### Exercise
Counting from the line that holds "Query: orange ripening tomato", return each line exactly, through and including the last line of the entries.

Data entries
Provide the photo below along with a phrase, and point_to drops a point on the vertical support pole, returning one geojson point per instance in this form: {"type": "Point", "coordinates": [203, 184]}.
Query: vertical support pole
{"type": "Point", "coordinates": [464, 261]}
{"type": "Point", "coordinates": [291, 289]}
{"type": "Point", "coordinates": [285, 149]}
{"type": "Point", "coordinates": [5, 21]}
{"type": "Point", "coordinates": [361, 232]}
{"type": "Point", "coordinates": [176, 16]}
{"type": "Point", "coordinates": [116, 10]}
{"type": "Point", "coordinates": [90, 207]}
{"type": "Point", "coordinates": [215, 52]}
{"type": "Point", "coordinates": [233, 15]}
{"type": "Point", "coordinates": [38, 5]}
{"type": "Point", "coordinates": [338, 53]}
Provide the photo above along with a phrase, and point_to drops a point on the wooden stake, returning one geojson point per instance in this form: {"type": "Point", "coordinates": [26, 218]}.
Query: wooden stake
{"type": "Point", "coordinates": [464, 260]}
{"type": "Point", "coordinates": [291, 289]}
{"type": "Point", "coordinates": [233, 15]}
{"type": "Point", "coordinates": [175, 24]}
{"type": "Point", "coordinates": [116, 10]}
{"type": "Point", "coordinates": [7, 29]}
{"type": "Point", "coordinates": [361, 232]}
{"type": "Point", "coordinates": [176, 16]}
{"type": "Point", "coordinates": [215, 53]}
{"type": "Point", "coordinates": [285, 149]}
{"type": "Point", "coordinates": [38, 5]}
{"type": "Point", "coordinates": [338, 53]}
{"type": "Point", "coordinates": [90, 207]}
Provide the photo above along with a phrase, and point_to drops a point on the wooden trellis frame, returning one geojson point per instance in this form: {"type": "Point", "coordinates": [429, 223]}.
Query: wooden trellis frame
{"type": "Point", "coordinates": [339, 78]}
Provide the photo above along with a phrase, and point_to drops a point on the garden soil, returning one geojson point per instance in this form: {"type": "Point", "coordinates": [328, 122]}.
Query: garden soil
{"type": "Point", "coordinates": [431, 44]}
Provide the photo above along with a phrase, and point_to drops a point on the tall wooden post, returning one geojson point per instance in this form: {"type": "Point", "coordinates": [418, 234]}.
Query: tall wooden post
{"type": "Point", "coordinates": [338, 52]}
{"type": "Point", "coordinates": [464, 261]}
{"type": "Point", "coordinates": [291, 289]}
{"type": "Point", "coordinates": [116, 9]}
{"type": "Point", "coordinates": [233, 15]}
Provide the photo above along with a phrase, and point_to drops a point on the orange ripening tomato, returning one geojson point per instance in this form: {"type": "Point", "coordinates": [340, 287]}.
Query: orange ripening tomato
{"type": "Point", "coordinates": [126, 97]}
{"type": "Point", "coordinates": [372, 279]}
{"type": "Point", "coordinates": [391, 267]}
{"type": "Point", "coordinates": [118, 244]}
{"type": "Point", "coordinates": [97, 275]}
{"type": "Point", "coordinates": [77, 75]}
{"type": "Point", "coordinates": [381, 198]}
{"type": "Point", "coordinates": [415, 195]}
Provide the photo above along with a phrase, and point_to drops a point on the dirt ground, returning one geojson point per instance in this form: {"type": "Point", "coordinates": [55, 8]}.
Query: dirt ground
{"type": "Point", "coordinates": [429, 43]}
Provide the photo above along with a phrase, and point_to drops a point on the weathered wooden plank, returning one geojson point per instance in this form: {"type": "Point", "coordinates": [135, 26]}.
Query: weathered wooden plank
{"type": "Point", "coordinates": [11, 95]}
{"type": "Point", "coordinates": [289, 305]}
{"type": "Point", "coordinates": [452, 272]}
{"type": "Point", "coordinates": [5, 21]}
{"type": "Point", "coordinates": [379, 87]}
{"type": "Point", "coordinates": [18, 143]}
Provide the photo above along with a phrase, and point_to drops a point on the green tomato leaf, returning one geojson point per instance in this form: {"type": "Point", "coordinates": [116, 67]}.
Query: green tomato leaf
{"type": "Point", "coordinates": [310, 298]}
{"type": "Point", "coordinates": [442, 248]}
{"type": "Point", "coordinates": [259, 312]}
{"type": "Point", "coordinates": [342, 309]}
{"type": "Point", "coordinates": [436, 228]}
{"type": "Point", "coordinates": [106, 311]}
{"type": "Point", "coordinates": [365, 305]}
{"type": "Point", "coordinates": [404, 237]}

### Output of the exercise
Query: orange ripening tomato
{"type": "Point", "coordinates": [126, 97]}
{"type": "Point", "coordinates": [372, 279]}
{"type": "Point", "coordinates": [391, 267]}
{"type": "Point", "coordinates": [118, 244]}
{"type": "Point", "coordinates": [97, 275]}
{"type": "Point", "coordinates": [77, 75]}
{"type": "Point", "coordinates": [381, 198]}
{"type": "Point", "coordinates": [415, 195]}
Provide the photo above along with a phrase, and point_to drops a point on the dirt ground, returning one geojson point per instance in this form: {"type": "Point", "coordinates": [55, 8]}.
Query: dirt ground
{"type": "Point", "coordinates": [429, 43]}
Provide the photo above along with a phrase, and point_to drops a point on the weathered wooden plank, returning one geojson point per instance in this form: {"type": "Point", "coordinates": [135, 26]}.
Query: weathered wooden plank
{"type": "Point", "coordinates": [11, 95]}
{"type": "Point", "coordinates": [289, 305]}
{"type": "Point", "coordinates": [452, 272]}
{"type": "Point", "coordinates": [5, 21]}
{"type": "Point", "coordinates": [379, 87]}
{"type": "Point", "coordinates": [18, 143]}
Provide the photo above along with a phrase, and point_to drops a point on the green tomato leaf, returning one geojson point per instance in this form: {"type": "Point", "coordinates": [116, 67]}.
Query: green tomato leaf
{"type": "Point", "coordinates": [310, 298]}
{"type": "Point", "coordinates": [442, 248]}
{"type": "Point", "coordinates": [259, 312]}
{"type": "Point", "coordinates": [342, 309]}
{"type": "Point", "coordinates": [436, 228]}
{"type": "Point", "coordinates": [106, 311]}
{"type": "Point", "coordinates": [365, 305]}
{"type": "Point", "coordinates": [404, 237]}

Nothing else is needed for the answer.